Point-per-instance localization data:

-------------------------

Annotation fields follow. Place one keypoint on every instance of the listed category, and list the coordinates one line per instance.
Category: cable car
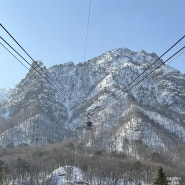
(88, 123)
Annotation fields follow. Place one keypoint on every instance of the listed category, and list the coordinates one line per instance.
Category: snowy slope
(151, 115)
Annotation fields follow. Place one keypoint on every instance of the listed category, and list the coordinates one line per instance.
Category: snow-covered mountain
(5, 94)
(149, 117)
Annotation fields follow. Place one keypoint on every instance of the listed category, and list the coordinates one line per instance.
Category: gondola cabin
(89, 125)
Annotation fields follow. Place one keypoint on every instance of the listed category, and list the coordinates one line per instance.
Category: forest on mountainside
(33, 165)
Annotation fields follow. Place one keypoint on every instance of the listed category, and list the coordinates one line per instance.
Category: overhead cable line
(87, 29)
(16, 41)
(35, 69)
(14, 56)
(50, 80)
(125, 90)
(29, 55)
(156, 68)
(154, 62)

-------------------------

Print exactly the line containing "Category: snow-covered mountain" and every line after it through the end of the records above, and nothing else.

Category: snow-covered mountain
(5, 94)
(149, 117)
Annotation fields follow. Place one keypoint on every instance of the listed category, and list the coordinates one line per instance.
Category: gondola cabin
(89, 125)
Annotation fields follow. Place one keypoint on every instance of the listed category, and list the coordinates one line per instance.
Category: forest on mountainside
(33, 165)
Annotation fields follow. Place one keypoint on every instance of the listed category, and list the coordinates one line per instance.
Category: overhead cable line
(87, 29)
(16, 41)
(35, 69)
(14, 56)
(50, 80)
(125, 90)
(29, 55)
(156, 68)
(154, 62)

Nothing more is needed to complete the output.